• Document section:
------------------------------------------------------------

In my defence, N is away skiing and he's probably spending quite a lot - I'm sure he's not scrimping on the beers, and why should he? But as Sara said; 'it looks like you're trying to outdo him - you're trying to spend as much as he has on the skiing weekend!'

I have to admit that the above purchases were not the only ones to hit my card this weekend.....well, it is boring being at home alone, with no energy and nothing to do and internet shopping's SO easy........ I've also bought:
3 pairs of trainers (2 pink, one red), a bobble hat, a pair of fluffy flip flops (they're slippers ok?) and a black dress. Oh yeah, and a pink hoodie, cos, as Sara said; 'yep - you really need one of those Vik'. She's right - I need ONE. At the last count I was up to seven........bloody shameful.

I've just googled: 'pregnancy spending hormone' but nothing's come up. I'm sure that this is a vital research area that's been overlooked. Scientists!!!! Where are you? This is a hormonal issue - something that's beyond human control - it needs your brains and analysis!

------------------------------------------------------------

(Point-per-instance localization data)
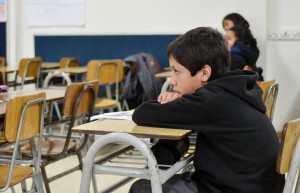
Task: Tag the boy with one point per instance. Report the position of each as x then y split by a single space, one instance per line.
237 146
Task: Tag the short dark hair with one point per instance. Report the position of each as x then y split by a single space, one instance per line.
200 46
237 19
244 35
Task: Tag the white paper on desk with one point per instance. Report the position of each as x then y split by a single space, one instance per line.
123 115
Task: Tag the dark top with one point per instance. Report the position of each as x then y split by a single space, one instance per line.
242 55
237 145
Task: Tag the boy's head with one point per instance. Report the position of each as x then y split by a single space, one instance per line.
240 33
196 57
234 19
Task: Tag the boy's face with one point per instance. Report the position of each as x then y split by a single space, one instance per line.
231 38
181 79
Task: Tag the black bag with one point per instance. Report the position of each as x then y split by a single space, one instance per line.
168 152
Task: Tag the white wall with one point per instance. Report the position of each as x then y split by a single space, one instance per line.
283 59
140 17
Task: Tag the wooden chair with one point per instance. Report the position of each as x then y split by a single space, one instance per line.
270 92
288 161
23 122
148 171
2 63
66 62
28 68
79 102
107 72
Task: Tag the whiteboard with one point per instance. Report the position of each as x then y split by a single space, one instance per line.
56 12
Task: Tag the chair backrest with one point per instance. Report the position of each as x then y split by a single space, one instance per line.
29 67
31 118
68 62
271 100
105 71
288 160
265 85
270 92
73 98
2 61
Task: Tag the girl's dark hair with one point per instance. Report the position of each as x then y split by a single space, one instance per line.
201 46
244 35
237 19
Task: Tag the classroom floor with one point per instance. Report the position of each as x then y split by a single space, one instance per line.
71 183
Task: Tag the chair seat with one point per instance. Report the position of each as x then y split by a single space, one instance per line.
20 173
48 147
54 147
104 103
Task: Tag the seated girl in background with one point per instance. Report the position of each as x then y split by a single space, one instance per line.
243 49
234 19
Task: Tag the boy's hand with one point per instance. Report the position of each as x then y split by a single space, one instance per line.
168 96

------------------------------------------------------------

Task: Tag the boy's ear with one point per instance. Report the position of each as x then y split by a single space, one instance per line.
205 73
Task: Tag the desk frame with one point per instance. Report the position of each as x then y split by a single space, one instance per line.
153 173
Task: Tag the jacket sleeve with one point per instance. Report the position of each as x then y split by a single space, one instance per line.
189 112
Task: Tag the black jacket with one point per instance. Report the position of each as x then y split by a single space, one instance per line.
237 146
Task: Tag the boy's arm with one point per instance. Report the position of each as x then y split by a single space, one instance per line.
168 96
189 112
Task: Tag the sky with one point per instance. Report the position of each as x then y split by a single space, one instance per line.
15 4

------------------------------------------------------------

• Exercise:
Retype the entire post above about weekend online shopping, reproducing every word and mark of punctuation unchanged.

• Exercise response:
In my defence, N is away skiing and he's probably spending quite a lot - I'm sure he's not scrimping on the beers, and why should he? But as Sara said; 'it looks like you're trying to outdo him - you're trying to spend as much as he has on the skiing weekend!'

I have to admit that the above purchases were not the only ones to hit my card this weekend.....well, it is boring being at home alone, with no energy and nothing to do and internet shopping's SO easy........ I've also bought:
3 pairs of trainers (2 pink, one red), a bobble hat, a pair of fluffy flip flops (they're slippers ok?) and a black dress. Oh yeah, and a pink hoodie, cos, as Sara said; 'yep - you really need one of those Vik'. She's right - I need ONE. At the last count I was up to seven........bloody shameful.

I've just googled: 'pregnancy spending hormone' but nothing's come up. I'm sure that this is a vital research area that's been overlooked. Scientists!!!! Where are you? This is a hormonal issue - something that's beyond human control - it needs your brains and analysis!